▶ [Activity]: Before you return the entries below, strip out the pictures and keep all else exact.

═════ Data extract ═════

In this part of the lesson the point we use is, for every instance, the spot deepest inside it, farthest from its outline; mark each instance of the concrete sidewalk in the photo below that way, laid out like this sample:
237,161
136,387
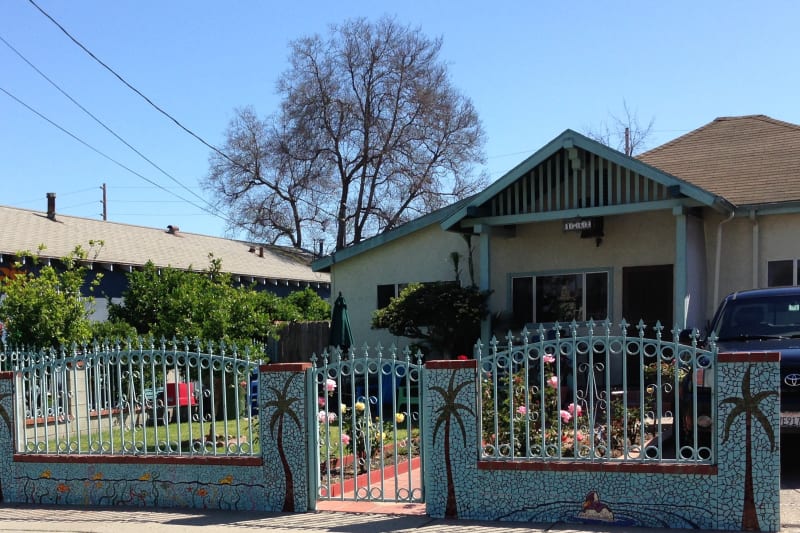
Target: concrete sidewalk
136,520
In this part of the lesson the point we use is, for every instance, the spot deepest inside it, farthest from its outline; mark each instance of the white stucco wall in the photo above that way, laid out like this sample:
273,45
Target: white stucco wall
422,256
640,239
630,240
779,238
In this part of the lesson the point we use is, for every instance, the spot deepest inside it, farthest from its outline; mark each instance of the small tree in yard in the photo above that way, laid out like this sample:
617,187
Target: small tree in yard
444,315
44,307
169,303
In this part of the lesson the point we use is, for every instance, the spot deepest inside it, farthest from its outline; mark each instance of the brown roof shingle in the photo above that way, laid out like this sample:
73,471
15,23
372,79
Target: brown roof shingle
748,160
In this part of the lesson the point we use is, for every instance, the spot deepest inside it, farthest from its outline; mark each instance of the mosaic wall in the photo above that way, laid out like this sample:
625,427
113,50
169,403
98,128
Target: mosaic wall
735,496
455,486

═════

▶ [Task solution]:
In this part of the lesson the point we use is, for every instance, the spot deepest inside it, farthest from its outline; mark each instance of the concrete sidewalk in the photo below that way, laid out like this sample:
237,161
136,387
Target: concrete sidewalk
136,520
In this part of the lesson the point we use is, for every instance, the spot deepest inside it, farthest from its outline; mark each instance of the white stucco wall in the photo above that way, laid out like this sample:
273,45
Target: white stucco wall
422,256
640,239
630,240
779,238
In this part of the lesson the point we use is, for every instance, the spot deepest inside it, farthest from its outline; mark each instance of the small tree in yard in the photo above that way, laid out like this sample:
617,187
Target: small tree in yard
444,315
44,307
169,303
In this part of the lesson the point we use is, for every instance, the spot deepest inside it, farthest from its outline; mark each instance of the brown roof shingle in the photo above that way, laid out like this sample:
73,471
15,23
372,79
Target: brown roof shingle
748,160
In this part of the lesson the point we use is, for every instance, the spot deepest inside it, farthest from its outline; mark each instance of the mosaic wall in the photo above that way, laid out like this sample:
625,427
113,50
169,403
98,128
Target: mosaic wall
735,496
455,486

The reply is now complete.